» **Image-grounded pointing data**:
☆ ☆ ☆

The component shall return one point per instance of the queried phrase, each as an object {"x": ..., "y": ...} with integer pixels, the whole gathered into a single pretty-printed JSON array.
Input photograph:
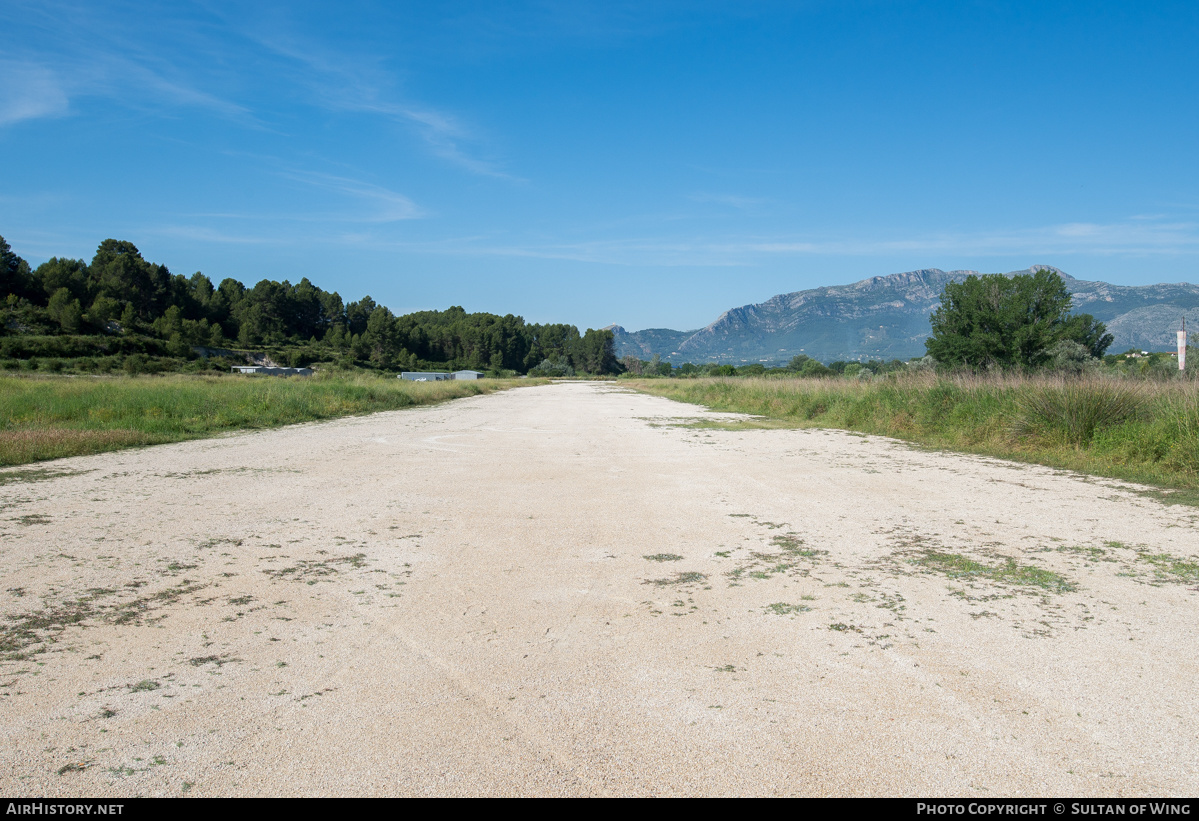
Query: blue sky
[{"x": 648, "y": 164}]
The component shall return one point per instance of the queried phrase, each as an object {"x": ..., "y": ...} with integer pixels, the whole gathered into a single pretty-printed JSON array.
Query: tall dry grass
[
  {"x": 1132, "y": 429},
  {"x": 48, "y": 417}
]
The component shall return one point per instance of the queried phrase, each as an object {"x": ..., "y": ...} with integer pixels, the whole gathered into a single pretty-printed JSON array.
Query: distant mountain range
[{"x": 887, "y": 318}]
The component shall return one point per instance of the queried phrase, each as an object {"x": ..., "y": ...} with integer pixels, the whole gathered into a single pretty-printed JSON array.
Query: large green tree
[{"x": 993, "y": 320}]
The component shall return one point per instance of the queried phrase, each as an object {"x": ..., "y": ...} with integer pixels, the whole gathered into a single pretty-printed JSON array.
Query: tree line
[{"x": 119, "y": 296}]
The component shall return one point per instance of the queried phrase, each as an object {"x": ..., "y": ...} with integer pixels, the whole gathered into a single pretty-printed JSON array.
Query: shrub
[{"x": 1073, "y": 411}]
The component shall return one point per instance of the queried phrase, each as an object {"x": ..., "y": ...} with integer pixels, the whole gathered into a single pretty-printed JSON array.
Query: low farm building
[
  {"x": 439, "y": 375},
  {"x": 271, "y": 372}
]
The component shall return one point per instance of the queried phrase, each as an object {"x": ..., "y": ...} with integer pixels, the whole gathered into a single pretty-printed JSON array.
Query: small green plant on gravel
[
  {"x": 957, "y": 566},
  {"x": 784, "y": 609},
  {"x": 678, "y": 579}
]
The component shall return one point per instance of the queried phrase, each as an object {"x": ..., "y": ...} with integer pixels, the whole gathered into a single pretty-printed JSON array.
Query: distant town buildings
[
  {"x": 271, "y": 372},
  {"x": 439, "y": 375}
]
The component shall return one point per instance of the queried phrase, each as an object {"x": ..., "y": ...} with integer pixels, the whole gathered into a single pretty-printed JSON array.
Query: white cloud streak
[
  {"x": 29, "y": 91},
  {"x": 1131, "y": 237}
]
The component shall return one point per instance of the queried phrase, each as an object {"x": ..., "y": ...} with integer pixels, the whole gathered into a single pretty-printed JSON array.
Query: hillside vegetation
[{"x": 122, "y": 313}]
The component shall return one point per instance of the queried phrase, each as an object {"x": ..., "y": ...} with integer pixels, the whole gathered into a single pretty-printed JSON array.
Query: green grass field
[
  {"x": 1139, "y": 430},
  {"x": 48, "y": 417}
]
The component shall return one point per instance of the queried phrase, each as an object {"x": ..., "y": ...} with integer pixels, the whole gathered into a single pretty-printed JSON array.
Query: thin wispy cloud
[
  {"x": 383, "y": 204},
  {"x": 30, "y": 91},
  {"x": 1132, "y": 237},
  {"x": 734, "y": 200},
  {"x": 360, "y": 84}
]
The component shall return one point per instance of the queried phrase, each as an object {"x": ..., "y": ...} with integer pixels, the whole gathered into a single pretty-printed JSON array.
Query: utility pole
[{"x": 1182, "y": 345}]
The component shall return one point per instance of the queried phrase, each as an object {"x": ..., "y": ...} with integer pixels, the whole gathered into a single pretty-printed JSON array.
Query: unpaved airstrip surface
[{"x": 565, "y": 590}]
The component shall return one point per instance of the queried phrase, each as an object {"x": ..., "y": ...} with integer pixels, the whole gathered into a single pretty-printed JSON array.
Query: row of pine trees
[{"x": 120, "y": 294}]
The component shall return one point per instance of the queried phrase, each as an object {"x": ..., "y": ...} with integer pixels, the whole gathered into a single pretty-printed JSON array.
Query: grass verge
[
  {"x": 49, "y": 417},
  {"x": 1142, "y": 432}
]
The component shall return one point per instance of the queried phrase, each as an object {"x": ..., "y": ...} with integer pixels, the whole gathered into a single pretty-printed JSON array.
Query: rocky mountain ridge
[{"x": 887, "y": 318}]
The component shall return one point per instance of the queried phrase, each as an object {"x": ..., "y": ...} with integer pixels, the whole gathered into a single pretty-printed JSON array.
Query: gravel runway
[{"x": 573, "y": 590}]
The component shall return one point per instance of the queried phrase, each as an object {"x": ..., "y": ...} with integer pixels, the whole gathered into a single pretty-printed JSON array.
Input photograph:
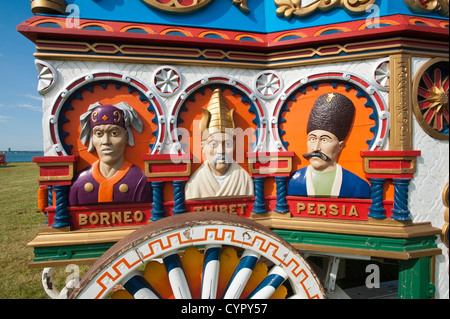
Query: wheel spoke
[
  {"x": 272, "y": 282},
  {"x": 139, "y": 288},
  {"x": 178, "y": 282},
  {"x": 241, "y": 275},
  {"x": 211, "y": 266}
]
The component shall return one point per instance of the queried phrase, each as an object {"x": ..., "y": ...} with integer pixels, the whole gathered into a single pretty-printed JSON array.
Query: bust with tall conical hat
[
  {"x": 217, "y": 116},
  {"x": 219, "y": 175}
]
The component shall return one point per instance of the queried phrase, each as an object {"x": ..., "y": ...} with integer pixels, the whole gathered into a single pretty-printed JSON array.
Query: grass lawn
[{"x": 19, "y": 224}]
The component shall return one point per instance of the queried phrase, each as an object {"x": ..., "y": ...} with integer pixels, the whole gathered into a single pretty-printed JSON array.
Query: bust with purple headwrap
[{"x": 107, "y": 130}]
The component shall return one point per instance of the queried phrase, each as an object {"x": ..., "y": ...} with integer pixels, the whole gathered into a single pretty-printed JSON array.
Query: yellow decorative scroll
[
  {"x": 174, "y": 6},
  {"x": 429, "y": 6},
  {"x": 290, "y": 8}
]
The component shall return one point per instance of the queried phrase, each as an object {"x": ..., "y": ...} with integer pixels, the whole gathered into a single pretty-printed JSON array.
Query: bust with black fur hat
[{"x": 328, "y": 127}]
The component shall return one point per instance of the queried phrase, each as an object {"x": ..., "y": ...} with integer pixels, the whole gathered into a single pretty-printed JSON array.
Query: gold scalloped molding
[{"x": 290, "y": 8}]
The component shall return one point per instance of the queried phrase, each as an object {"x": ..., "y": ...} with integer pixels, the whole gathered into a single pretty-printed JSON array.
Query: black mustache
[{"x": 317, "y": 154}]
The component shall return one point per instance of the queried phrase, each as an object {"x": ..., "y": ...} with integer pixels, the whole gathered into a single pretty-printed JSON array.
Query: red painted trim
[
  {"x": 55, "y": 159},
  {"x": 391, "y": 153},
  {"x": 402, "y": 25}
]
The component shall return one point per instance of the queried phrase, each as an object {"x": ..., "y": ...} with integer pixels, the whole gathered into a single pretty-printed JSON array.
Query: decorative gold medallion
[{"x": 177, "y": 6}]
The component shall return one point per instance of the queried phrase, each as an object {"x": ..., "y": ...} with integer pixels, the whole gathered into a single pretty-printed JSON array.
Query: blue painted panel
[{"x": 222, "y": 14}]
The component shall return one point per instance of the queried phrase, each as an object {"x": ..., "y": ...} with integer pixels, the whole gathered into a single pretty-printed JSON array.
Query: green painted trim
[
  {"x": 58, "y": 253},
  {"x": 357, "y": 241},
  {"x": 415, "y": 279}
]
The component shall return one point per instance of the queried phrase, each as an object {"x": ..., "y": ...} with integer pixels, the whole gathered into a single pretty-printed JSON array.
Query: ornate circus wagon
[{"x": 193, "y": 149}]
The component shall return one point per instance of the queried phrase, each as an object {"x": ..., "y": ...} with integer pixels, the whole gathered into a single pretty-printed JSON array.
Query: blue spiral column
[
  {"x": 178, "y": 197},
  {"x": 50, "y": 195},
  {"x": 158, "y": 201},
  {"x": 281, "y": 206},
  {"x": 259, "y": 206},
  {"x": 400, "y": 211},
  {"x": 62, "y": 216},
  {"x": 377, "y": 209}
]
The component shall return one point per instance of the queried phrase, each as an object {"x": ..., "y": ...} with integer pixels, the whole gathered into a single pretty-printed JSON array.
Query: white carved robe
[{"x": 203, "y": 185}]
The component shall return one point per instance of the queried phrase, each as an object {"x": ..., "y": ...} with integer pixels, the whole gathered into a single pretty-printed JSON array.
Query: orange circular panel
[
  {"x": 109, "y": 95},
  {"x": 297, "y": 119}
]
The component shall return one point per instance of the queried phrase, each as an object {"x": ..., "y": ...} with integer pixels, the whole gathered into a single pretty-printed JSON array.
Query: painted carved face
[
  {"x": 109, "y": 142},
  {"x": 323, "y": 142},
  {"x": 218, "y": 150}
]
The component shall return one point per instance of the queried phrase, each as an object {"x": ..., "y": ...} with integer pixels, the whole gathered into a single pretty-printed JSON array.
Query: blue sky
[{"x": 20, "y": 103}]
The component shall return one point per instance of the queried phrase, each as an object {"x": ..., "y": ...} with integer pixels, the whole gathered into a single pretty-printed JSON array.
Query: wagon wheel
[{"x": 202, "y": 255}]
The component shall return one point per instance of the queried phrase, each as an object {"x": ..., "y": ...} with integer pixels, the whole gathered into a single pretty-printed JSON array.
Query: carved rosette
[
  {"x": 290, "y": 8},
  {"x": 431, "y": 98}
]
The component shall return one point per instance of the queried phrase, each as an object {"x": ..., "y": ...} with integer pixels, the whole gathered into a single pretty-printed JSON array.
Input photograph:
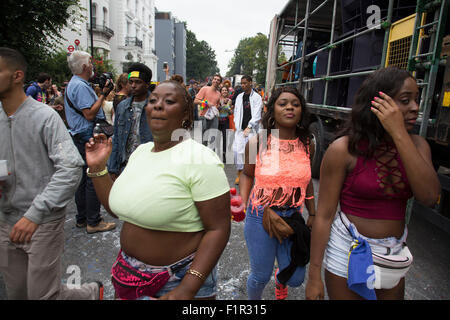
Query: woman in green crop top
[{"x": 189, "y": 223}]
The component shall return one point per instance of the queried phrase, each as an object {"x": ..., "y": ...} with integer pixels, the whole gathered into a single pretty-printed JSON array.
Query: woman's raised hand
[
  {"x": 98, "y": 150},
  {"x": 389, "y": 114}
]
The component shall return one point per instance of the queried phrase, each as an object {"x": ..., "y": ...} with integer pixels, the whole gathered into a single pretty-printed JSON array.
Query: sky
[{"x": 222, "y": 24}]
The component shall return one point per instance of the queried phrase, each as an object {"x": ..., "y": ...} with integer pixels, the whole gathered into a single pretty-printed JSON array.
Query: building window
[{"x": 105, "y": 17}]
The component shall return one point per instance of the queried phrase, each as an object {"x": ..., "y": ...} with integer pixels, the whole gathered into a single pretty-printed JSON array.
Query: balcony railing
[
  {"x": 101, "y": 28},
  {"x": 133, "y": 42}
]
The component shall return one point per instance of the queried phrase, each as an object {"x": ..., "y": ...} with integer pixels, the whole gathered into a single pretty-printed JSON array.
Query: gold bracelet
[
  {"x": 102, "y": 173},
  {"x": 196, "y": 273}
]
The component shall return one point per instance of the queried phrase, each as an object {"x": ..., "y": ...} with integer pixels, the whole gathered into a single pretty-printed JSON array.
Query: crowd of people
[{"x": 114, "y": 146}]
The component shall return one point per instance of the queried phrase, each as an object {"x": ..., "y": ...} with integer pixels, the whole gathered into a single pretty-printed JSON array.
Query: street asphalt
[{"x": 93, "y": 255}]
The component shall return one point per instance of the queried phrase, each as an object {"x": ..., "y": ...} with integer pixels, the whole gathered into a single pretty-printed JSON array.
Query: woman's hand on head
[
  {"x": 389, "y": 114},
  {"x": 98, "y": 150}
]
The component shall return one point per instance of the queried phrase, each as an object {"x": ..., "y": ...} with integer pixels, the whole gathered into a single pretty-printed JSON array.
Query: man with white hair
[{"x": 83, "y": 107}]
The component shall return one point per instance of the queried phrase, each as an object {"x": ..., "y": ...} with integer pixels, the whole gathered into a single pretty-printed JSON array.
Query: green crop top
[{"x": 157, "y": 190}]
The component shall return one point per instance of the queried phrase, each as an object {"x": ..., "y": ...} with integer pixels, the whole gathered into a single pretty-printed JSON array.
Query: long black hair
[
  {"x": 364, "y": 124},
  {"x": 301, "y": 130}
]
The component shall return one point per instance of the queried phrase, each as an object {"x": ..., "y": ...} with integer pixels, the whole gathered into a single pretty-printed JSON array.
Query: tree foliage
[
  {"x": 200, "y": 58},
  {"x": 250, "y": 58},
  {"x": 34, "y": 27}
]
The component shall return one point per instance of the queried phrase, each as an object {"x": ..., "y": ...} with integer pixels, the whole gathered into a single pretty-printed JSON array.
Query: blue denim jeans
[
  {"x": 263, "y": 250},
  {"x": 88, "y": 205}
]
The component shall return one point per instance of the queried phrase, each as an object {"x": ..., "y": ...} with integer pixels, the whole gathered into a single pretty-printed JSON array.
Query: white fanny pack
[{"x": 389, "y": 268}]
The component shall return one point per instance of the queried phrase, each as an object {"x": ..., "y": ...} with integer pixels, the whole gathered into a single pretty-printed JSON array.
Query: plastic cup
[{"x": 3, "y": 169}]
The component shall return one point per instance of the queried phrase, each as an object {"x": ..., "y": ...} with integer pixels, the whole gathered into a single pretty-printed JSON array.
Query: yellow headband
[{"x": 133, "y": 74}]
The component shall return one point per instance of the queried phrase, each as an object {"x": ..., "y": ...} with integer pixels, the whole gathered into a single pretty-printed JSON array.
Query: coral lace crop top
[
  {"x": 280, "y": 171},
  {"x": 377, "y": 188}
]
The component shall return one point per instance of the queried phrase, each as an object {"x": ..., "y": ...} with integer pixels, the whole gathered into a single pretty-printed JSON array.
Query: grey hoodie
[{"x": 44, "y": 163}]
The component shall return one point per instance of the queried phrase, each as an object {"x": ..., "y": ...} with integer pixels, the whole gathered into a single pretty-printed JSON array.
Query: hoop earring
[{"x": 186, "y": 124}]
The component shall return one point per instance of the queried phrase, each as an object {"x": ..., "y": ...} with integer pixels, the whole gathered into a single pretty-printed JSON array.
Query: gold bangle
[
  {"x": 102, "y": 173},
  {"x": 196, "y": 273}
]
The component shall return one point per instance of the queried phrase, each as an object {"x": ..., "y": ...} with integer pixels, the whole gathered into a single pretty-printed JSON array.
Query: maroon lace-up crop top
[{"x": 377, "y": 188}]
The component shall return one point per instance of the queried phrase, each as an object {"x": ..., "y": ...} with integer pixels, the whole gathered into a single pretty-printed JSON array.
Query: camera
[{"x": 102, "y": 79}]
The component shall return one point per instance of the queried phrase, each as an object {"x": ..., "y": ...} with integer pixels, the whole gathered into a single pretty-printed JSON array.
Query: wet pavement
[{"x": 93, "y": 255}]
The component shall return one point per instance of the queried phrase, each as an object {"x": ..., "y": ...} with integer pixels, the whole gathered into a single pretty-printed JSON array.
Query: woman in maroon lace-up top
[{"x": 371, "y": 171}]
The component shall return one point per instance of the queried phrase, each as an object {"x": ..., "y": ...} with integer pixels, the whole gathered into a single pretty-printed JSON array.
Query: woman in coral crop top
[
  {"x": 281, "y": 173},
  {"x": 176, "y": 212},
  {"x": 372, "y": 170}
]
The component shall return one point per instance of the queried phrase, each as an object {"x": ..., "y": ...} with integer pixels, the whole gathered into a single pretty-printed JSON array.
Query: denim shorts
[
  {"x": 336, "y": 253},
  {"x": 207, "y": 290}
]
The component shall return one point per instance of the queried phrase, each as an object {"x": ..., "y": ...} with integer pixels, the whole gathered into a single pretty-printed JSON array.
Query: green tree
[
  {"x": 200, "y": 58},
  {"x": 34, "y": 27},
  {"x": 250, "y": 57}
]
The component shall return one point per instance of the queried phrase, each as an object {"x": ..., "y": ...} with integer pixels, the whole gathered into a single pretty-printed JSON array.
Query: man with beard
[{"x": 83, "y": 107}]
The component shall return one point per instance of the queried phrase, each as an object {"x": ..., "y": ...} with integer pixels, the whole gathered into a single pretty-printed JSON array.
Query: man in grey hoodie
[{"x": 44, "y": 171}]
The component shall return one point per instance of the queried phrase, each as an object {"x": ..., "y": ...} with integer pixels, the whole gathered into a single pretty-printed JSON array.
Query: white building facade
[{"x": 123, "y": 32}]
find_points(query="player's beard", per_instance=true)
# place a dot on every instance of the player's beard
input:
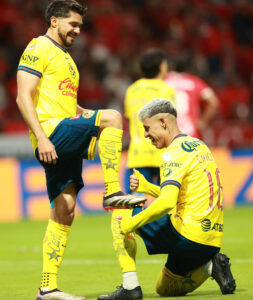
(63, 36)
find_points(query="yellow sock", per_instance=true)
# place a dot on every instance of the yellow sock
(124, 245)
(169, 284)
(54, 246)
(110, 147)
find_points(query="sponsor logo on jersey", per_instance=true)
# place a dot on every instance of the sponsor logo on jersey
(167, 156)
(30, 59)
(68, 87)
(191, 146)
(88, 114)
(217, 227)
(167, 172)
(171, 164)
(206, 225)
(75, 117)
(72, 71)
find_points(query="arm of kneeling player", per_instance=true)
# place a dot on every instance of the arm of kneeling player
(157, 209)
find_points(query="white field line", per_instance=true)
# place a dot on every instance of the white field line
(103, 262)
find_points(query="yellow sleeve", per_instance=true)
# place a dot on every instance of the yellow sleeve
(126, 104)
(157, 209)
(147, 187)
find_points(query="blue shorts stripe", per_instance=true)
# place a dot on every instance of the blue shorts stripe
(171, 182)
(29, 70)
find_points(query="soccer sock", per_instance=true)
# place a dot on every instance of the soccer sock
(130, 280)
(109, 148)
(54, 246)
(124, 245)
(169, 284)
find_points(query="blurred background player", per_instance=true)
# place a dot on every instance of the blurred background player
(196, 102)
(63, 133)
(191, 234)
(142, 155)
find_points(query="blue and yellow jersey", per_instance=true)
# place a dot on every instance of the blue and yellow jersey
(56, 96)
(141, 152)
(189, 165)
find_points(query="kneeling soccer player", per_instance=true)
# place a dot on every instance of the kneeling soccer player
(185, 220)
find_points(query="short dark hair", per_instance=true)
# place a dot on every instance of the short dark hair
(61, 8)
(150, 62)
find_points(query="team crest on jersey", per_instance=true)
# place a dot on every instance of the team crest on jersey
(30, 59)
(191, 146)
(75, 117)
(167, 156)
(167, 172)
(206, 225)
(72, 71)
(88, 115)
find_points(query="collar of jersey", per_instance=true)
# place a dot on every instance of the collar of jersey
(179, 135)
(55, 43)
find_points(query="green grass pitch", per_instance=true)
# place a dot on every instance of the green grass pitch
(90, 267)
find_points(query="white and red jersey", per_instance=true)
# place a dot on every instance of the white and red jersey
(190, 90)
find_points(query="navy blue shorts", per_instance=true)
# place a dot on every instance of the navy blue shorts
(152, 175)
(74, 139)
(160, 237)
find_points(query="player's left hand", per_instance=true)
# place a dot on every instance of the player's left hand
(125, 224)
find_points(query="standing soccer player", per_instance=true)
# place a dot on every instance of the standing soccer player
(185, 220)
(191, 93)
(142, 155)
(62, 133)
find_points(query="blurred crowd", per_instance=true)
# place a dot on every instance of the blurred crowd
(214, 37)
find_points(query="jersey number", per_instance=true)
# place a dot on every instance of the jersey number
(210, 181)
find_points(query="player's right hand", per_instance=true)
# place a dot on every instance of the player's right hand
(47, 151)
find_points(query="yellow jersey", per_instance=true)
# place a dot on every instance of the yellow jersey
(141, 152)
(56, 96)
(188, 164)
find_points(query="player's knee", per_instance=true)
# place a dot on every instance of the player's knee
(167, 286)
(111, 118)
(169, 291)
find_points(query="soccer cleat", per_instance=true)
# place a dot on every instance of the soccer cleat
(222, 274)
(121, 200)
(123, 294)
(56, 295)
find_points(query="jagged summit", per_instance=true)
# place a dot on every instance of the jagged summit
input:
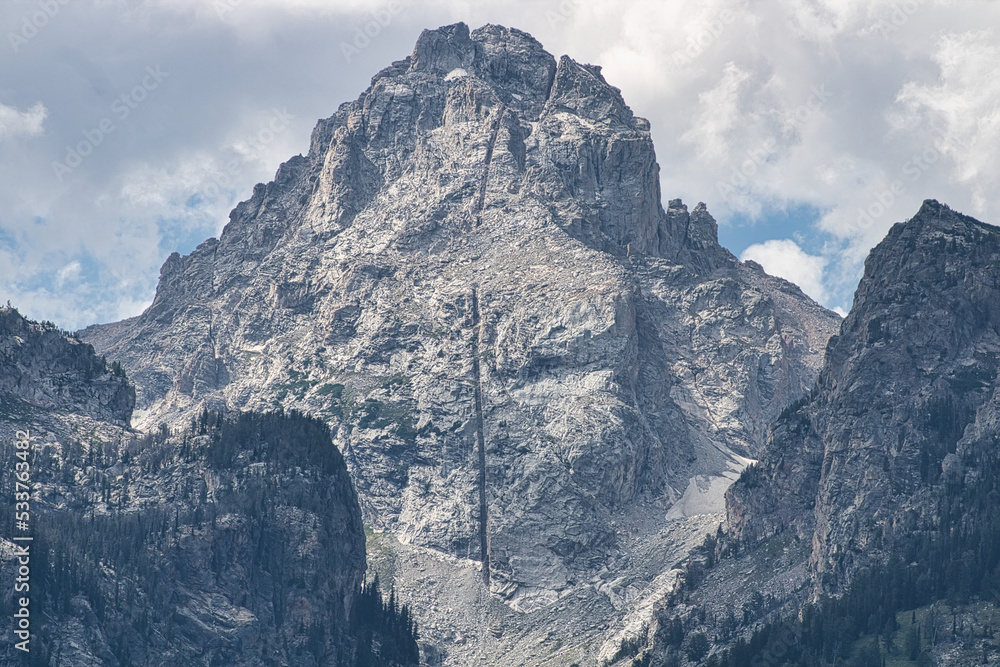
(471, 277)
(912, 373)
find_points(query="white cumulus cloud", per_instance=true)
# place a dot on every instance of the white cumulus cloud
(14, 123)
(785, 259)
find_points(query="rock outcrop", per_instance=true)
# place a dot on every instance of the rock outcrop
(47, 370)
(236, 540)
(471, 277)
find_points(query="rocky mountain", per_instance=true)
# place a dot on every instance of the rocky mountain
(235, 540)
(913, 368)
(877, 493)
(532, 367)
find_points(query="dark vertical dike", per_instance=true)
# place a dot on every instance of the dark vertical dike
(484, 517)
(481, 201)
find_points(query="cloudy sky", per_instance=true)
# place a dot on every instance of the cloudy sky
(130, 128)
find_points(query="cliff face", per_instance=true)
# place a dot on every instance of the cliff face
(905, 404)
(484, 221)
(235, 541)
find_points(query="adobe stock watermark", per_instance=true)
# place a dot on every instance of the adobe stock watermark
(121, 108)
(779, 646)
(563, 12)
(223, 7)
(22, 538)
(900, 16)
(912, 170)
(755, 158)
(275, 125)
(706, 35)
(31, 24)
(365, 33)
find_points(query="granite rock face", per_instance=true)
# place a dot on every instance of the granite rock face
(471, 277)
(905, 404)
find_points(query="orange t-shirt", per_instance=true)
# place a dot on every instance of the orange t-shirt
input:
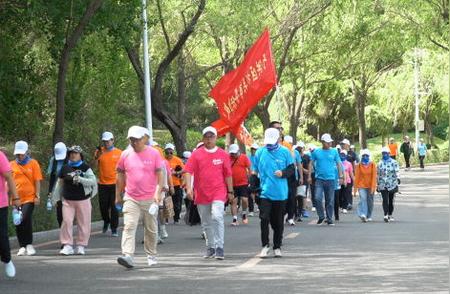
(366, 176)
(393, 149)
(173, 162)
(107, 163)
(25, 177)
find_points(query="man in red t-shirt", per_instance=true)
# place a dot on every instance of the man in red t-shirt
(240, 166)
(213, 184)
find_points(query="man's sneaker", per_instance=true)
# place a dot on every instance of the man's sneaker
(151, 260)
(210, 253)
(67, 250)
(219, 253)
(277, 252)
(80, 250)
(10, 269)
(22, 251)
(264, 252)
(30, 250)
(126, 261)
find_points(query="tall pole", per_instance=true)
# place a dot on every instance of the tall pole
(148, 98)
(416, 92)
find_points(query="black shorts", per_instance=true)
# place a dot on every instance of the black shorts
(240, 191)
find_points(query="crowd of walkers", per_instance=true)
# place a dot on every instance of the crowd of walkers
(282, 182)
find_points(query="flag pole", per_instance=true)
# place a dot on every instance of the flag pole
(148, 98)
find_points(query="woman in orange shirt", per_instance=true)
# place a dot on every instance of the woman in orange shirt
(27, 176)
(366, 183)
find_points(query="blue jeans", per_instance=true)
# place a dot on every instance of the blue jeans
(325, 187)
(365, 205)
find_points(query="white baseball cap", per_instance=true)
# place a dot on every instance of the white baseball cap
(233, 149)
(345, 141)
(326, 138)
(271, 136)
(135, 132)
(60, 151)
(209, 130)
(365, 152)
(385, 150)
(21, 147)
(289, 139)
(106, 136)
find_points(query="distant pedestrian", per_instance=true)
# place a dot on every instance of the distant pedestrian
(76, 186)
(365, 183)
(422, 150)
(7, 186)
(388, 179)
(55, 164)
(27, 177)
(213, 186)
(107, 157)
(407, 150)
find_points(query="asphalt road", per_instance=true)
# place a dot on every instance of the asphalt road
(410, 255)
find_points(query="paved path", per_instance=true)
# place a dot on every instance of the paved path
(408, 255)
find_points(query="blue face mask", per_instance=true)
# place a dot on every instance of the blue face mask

☆ ☆ ☆

» **Work instruction**:
Show each line of the data that contains the string "summit".

» **Output for this task**:
find_points(query="jagged summit", per_instance=true)
# place a dot on every instance of the jagged summit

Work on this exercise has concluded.